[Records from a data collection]
• • • •
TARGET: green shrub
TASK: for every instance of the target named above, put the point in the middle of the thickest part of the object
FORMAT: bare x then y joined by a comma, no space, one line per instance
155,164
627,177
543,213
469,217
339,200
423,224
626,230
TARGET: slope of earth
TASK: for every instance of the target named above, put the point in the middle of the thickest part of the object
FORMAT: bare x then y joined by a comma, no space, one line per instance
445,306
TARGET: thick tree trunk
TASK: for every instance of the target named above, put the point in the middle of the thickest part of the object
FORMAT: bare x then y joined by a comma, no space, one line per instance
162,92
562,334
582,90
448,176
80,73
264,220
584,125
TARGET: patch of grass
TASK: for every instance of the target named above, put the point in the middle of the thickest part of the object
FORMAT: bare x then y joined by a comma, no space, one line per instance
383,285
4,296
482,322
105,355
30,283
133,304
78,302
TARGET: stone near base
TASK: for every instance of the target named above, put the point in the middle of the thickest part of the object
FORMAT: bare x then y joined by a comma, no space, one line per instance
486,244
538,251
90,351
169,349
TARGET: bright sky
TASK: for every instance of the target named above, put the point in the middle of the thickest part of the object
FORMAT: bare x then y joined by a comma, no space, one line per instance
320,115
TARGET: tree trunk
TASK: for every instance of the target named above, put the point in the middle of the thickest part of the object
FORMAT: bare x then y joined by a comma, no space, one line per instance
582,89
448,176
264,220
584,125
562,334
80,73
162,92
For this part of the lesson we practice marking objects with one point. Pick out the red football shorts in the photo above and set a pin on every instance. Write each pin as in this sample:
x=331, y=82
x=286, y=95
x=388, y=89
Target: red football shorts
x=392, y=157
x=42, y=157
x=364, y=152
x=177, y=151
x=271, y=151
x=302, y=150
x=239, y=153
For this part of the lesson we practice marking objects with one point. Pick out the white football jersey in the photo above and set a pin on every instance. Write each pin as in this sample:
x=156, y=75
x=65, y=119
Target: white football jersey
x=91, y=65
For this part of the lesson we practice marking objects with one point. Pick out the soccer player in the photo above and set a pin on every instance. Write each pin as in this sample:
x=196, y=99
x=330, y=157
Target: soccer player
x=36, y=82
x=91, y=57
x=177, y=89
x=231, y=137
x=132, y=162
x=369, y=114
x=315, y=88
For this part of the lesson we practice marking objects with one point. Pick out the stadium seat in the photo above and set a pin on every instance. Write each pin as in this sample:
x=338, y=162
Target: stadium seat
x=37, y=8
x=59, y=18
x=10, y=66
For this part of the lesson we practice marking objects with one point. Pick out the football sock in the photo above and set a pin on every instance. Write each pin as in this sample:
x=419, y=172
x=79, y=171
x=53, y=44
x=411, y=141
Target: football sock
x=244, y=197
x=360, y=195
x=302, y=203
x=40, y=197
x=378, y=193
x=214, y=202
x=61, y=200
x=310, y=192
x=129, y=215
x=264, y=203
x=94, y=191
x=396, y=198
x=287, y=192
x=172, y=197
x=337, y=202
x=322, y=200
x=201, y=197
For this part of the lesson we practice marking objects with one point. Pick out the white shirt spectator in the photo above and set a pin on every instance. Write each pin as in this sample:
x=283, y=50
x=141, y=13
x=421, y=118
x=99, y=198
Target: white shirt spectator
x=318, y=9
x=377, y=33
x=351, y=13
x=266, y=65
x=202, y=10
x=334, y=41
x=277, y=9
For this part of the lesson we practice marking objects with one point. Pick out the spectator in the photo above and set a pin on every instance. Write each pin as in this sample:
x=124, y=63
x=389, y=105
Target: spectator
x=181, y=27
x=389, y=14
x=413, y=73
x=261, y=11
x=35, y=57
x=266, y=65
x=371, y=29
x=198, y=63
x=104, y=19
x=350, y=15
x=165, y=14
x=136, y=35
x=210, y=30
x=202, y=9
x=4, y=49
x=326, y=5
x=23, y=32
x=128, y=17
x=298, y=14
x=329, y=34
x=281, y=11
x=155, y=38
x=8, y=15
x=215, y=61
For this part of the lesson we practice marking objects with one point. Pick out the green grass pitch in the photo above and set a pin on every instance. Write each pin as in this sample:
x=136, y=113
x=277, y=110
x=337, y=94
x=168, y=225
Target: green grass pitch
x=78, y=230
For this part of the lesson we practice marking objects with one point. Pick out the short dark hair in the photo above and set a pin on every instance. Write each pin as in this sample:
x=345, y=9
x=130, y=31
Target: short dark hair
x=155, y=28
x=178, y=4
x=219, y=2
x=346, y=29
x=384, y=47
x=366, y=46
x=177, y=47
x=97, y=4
• • • •
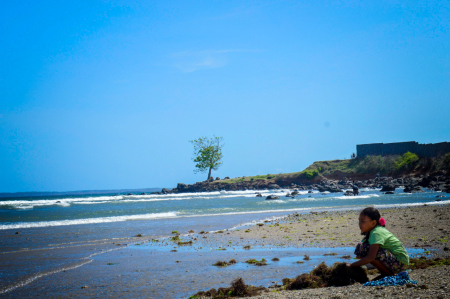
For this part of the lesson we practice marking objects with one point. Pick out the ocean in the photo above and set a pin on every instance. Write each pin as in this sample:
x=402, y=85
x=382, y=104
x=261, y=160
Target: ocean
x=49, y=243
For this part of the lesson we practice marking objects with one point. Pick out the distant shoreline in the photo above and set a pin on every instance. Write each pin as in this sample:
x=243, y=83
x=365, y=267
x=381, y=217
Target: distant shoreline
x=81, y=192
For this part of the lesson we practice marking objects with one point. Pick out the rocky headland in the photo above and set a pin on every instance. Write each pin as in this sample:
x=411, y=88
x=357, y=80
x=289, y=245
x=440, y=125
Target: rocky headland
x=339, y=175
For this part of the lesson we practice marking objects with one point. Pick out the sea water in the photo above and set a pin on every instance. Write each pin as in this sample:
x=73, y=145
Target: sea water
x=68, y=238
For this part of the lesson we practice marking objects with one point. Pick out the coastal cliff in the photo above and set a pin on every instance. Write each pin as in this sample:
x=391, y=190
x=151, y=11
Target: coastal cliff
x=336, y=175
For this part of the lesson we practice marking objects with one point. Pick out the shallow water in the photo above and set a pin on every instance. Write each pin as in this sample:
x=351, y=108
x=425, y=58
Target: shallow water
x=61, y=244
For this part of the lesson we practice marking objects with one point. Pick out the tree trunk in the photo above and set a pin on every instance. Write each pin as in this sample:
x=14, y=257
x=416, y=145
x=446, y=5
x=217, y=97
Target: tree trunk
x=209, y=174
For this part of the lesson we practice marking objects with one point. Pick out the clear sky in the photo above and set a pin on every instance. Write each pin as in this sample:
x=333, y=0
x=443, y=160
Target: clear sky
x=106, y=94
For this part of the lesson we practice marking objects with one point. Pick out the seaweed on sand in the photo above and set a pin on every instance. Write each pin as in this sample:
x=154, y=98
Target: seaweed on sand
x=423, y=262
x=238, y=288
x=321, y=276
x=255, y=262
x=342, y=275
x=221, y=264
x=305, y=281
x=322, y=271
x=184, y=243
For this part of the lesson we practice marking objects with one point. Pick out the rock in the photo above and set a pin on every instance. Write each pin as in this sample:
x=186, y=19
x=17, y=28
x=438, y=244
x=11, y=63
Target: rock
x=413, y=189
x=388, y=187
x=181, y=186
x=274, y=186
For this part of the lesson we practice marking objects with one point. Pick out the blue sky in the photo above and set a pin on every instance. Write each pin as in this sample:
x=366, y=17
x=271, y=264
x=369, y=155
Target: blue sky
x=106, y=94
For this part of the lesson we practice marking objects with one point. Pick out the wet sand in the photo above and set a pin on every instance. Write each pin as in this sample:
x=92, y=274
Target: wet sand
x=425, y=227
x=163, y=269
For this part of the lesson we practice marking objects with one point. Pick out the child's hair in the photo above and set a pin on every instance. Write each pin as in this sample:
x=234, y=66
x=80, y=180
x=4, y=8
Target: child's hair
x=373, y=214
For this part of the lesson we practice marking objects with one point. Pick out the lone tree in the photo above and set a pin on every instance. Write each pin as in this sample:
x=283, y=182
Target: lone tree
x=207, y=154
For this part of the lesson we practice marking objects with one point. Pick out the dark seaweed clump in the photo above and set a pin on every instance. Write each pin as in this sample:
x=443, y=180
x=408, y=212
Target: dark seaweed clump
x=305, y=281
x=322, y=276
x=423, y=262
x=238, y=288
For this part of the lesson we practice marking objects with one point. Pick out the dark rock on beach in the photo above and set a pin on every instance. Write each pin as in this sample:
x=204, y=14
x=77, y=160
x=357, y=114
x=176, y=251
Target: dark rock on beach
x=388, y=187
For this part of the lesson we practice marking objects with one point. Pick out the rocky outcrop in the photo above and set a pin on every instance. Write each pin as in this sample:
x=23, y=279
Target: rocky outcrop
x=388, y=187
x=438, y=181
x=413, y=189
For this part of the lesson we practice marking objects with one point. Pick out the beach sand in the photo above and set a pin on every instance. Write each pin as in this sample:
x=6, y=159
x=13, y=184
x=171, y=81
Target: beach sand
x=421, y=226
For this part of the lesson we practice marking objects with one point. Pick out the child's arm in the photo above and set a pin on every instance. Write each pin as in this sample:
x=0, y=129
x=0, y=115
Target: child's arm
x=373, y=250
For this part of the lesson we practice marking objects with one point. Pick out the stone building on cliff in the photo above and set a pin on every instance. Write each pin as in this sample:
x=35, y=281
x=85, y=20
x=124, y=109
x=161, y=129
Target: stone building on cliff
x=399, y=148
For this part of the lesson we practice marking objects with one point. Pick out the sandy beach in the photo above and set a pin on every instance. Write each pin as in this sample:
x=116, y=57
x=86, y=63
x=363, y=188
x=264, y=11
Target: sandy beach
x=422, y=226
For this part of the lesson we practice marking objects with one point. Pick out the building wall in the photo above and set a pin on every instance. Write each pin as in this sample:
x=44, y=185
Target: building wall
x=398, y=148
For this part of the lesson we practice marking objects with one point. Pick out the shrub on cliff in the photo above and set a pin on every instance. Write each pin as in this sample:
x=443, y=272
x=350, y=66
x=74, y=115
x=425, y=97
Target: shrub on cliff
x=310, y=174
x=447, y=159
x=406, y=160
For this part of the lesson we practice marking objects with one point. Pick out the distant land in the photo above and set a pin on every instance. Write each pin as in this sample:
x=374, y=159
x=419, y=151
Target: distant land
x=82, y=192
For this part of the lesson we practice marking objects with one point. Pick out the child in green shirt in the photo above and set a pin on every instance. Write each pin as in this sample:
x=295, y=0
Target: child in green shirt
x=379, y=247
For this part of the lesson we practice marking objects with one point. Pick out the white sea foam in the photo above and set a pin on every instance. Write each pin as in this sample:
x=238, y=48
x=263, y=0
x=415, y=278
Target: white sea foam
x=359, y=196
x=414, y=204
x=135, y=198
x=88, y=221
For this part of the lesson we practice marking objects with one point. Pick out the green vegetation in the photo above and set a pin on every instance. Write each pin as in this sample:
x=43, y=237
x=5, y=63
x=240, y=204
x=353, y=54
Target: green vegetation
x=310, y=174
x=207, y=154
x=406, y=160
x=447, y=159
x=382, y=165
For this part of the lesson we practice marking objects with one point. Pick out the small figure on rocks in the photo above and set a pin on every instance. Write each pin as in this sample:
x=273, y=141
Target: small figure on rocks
• • • •
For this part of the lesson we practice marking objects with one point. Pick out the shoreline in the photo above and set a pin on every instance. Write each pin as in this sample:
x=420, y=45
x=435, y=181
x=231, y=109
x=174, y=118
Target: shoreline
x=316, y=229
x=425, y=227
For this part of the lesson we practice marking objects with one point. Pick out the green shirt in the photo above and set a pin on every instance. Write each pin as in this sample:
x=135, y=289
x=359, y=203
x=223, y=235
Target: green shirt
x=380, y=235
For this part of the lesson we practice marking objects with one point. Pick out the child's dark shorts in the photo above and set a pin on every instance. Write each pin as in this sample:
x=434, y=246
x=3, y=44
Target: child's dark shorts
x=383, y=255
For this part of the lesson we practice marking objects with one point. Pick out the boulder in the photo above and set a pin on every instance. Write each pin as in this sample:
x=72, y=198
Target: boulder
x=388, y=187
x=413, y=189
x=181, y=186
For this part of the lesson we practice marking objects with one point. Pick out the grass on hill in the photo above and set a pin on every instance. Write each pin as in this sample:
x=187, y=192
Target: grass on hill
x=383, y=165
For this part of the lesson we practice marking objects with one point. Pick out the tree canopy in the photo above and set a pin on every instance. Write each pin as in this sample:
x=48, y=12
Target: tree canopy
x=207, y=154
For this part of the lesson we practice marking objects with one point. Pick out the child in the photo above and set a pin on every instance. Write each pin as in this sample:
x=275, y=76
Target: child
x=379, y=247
• • • •
*EXERCISE*: Exactly one number is wanted in reply: the count of lines above that hold the string "small".

*PROBLEM SOLUTION*: 2